Given text:
<<<<

The company could be paving its way to support advanced artificial intelligence algorithms, such as modern super resolution technologies with their upcoming RDNA3 architecture. AMDGPU is a backend for AMD GPUs for LLVM compiler library, updated by AMD employees themselves. Some users follow these patches very closely, which oftentimes reveal what the new generation of GPUs might bring to the table.

In this case, Wave Matrix Multiply-Accumulate was added to GFX11 architecture. This is the codename of upcoming RDNA3 consumer gaming GPUs. This instruction will, as the name suggests, operate on matrixes – rectangular arrays of tables containing numbers. This type of data is used heavily by AI/ML algorithms to multiply large sets of numbers.



This is not the first AMD architecture to support matrix operations though. AMD already supports it through its CDNA architecture. An instruction known as MFMA (Matrix-Fused-Multiply-Add) is supported by this compute-oriented architecture. The difference is in the format of matrixes supported and output formats. The code posted for AMDGPU suggests WMMA only supports 16x16x16 matrixes, and it can output FP16 and BF16 data formats.

// WMMA (Wave Matrix Multiply-Accumulate) intrinsics
//
// These operations perform a matrix multiplication and accumulation of
// the form: D = A * B + C .
AMD WMMA could be considered a response to Tensor Core, which has been present on NVIDIA GPUs since Volta architecture. NVIDIA has commercialized this advanced instruction to boost NVIDIA DLSS AI-based super resolution technology. Intel also have their own XMX/DPAS instructions operating on matrixes that can boost yet unreleased XeSS technology.

Would this suggest AMD is preparing their own super-resolution technology boosted by AI algorithms? If yes, then AMD WMMA should be compatible with NVIDIA Tensor core, because otherwise it would just become another proprietary technology only supported by AMD’s own GPUs.

Some people were concerned about whether RDNA3 would support hardware dedicated to machine learning, but it seems that they do.
 
Last edited:

Diogodx

Neo Member
Some people were concerned about whether RDNA3 would support hardware dedicated to machine learning, but it seems that they do.
It does not necessary means that RDN3 will have dedicated hardware for that. The patch only means that it will support those instructions. They still could be doing that on the shaders.

>>>>

Listing:
<<<<

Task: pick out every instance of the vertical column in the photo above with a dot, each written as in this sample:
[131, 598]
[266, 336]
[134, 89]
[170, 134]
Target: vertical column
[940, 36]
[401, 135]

>>>>

What is asked:
1/ Output the passage from the text on AMD's WMMA instructions starting with "This is not" and going on through "form: D = A * B + C .", copied word for word.
2/ Return every line of the records word for word, with nothing changed.

Exercise answers:
1/
This is not the first AMD architecture to support matrix operations though. AMD already supports it through its CDNA architecture. An instruction known as MFMA (Matrix-Fused-Multiply-Add) is supported by this compute-oriented architecture. The difference is in the format of matrixes supported and output formats. The code posted for AMDGPU suggests WMMA only supports 16x16x16 matrixes, and it can output FP16 and BF16 data formats.

// WMMA (Wave Matrix Multiply-Accumulate) intrinsics
//
// These operations perform a matrix multiplication and accumulation of
// the form: D = A * B + C .

2/
Task: pick out every instance of the vertical column in the photo above with a dot, each written as in this sample:
[131, 598]
[266, 336]
[134, 89]
[170, 134]
Target: vertical column
[940, 36]
[401, 135]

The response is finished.